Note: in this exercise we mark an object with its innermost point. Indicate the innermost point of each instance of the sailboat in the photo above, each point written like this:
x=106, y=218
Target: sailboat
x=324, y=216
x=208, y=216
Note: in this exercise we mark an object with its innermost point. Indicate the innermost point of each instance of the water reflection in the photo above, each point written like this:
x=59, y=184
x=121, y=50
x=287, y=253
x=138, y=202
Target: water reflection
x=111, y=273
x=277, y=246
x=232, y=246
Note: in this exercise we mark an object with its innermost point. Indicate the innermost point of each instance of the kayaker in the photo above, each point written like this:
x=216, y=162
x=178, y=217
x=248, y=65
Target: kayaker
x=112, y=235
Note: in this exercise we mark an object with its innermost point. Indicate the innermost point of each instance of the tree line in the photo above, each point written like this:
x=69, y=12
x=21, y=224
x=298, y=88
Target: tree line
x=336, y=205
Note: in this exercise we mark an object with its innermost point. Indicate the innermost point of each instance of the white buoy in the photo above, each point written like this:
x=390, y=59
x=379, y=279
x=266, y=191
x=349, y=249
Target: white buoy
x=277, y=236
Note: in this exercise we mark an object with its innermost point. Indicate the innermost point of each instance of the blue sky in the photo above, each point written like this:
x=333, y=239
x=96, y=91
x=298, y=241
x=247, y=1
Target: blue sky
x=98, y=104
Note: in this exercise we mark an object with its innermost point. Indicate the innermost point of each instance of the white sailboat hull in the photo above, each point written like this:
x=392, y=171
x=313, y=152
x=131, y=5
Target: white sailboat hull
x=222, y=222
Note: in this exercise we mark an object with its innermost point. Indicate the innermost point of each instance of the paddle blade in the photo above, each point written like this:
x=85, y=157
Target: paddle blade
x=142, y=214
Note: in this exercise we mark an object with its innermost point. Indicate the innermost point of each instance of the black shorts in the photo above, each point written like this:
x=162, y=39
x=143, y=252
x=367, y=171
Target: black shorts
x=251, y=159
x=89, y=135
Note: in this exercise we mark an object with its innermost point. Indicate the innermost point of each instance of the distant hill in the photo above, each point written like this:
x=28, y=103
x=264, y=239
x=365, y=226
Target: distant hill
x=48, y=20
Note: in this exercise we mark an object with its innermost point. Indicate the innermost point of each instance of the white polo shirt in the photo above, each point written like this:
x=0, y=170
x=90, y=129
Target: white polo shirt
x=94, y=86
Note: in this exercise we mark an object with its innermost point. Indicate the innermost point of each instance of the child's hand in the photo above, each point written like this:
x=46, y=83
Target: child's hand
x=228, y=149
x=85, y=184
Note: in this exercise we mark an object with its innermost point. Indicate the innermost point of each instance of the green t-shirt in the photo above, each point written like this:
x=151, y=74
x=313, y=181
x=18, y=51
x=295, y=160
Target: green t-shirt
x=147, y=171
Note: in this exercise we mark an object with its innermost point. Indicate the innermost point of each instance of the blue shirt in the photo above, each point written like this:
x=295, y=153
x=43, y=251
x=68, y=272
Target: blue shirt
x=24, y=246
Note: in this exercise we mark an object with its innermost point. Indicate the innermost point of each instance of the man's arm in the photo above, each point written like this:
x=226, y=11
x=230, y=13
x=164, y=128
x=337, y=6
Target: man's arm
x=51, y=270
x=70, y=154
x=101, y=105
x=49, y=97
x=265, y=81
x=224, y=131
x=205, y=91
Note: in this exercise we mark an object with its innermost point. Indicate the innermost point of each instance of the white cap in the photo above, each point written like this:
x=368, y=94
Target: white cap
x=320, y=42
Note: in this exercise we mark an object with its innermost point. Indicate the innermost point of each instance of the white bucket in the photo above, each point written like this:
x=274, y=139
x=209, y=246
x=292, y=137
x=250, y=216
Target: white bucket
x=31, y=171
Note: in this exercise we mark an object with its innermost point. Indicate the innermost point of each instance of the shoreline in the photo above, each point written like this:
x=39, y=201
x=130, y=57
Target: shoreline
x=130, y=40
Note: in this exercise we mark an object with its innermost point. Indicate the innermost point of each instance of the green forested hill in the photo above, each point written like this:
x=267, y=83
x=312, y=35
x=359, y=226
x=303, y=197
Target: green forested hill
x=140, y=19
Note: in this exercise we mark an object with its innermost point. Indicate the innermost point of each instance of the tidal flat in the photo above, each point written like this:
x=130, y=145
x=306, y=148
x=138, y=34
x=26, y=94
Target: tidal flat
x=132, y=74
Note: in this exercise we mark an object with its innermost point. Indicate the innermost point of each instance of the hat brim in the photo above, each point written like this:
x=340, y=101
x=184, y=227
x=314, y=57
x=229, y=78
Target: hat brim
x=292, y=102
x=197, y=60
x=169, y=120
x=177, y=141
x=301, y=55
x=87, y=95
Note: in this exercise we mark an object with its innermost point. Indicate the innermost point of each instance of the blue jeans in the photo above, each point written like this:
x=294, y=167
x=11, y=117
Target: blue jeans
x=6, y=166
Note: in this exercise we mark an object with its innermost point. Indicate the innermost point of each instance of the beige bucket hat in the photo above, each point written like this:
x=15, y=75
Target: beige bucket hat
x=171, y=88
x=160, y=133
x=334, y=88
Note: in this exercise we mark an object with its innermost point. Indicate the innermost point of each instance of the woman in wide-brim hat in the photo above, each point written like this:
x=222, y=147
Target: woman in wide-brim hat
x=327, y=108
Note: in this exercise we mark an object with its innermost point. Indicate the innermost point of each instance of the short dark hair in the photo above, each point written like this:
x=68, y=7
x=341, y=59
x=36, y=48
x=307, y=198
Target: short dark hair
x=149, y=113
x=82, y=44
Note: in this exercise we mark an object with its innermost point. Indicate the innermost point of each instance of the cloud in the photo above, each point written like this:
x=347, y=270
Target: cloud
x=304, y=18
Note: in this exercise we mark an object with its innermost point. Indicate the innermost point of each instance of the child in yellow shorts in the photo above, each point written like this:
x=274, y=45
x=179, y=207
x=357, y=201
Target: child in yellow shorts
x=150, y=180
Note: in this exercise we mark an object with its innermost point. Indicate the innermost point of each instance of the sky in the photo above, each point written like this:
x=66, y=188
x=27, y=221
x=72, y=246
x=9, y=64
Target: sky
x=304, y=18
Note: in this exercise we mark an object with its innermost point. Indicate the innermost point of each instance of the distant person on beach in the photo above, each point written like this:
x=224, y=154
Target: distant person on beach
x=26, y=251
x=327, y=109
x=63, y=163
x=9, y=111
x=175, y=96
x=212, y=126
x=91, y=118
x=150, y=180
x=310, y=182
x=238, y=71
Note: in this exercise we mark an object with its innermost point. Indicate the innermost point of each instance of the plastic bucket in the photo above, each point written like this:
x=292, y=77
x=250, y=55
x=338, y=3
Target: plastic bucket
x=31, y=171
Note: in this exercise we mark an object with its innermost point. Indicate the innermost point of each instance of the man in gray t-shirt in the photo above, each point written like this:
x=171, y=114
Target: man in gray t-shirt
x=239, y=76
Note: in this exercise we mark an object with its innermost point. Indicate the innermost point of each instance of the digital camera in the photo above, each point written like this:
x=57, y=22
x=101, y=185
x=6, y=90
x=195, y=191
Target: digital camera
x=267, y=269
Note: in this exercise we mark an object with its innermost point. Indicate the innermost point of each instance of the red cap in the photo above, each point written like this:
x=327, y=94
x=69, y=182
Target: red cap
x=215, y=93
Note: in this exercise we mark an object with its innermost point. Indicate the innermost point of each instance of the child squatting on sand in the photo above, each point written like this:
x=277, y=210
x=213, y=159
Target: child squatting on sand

····················

● Exercise requirements:
List every line from the entries above in which "sand" appears.

● Output of the exercise:
Note: in this exercise we mark an object with its innermost point. Indicate the innermost point of each instance of the child squatting on sand in the photo above, each point written like this:
Target: child squatting on sand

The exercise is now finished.